PROBLEM TO WORK ON: Select every line of the entries below that contains the word "window", and copy each of those lines.

[Dataset entries]
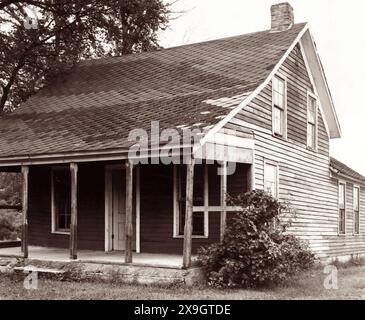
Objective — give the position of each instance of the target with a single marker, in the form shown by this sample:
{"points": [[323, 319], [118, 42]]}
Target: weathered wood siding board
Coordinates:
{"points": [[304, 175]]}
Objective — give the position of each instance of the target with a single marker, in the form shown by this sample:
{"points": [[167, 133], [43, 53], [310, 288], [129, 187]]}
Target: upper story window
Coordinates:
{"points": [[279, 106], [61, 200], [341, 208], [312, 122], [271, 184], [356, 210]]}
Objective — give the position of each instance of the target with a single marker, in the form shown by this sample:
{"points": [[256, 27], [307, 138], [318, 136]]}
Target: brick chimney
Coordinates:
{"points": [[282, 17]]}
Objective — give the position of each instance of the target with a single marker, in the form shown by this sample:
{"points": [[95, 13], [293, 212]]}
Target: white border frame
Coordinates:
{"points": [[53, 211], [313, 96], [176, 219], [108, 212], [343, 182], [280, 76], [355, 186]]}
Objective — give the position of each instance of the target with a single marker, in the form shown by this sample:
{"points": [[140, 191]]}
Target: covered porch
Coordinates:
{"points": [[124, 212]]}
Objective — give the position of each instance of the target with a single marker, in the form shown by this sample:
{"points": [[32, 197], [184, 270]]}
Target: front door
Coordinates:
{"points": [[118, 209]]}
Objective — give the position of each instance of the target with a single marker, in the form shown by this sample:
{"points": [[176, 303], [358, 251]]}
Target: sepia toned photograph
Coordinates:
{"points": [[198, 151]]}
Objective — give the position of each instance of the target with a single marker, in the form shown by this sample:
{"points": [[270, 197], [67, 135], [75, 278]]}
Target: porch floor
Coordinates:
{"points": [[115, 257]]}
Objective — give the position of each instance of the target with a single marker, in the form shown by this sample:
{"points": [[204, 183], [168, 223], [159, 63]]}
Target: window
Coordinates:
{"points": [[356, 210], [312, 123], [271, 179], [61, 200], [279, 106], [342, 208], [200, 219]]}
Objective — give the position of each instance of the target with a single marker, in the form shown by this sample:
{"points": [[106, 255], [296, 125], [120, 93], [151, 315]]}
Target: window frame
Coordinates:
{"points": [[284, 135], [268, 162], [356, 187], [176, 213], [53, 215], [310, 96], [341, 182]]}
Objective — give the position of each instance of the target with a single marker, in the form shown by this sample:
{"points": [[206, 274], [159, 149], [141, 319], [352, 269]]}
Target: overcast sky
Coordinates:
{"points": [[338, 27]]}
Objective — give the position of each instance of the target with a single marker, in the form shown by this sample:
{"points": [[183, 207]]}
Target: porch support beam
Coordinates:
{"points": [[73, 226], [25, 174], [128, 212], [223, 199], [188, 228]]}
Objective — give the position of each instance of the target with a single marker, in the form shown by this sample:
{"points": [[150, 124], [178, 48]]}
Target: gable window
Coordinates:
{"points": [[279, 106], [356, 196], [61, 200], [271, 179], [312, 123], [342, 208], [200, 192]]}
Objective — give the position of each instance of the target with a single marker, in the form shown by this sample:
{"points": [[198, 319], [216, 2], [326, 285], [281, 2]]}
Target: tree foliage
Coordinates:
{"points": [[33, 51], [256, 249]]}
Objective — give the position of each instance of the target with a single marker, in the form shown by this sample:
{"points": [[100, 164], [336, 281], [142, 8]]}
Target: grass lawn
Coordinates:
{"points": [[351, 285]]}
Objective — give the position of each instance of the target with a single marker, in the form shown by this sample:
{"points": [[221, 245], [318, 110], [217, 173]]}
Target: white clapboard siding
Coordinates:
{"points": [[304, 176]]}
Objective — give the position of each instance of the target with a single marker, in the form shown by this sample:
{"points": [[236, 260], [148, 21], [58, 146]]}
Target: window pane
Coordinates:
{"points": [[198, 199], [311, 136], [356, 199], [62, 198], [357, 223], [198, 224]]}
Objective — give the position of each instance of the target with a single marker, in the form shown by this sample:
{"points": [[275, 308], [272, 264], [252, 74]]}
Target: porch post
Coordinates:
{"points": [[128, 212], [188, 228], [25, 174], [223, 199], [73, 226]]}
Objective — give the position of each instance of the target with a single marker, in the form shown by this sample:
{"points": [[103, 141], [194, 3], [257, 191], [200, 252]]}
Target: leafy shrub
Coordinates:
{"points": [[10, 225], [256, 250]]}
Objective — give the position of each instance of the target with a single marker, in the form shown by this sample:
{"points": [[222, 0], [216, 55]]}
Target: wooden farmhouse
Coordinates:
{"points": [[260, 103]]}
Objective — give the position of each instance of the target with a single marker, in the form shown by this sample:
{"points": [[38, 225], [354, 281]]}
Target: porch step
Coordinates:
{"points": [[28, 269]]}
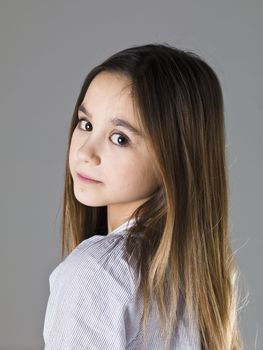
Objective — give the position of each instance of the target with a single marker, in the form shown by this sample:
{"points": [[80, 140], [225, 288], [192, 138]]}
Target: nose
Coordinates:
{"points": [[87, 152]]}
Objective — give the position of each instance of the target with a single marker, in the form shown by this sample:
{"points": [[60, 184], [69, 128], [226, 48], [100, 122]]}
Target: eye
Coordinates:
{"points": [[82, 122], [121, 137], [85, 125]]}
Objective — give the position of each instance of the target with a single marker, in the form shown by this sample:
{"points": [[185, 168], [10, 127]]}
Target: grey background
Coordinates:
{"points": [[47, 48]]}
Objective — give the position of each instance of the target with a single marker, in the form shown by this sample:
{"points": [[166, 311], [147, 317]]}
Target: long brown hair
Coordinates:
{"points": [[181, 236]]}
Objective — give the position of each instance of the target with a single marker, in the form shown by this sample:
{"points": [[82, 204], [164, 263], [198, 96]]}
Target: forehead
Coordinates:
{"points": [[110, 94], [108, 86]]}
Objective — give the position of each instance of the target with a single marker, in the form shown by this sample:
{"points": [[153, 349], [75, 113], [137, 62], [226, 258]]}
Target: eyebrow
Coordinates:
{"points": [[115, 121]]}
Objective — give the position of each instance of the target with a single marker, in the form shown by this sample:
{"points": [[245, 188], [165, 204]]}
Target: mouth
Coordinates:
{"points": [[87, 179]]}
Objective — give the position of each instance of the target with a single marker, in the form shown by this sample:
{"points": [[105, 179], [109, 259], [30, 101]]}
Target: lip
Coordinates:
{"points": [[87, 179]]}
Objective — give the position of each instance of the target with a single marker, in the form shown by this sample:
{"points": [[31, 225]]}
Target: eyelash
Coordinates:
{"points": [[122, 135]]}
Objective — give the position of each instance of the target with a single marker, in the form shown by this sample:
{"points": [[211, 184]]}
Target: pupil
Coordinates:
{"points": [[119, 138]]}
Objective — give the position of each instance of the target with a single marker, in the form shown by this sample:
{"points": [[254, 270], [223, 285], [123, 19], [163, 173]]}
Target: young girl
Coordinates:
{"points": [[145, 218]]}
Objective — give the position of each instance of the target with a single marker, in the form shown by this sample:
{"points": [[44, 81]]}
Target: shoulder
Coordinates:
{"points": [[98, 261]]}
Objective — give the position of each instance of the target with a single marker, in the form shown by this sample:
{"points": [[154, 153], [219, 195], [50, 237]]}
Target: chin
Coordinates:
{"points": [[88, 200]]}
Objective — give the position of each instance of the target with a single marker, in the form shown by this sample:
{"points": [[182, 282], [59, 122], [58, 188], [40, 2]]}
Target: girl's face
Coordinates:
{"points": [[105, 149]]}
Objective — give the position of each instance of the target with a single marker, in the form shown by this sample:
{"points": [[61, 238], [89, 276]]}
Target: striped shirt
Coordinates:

EXERCISE RESPONSE:
Target: upper story window
Target: window
Target: window frame
Target: gable window
Target: window pane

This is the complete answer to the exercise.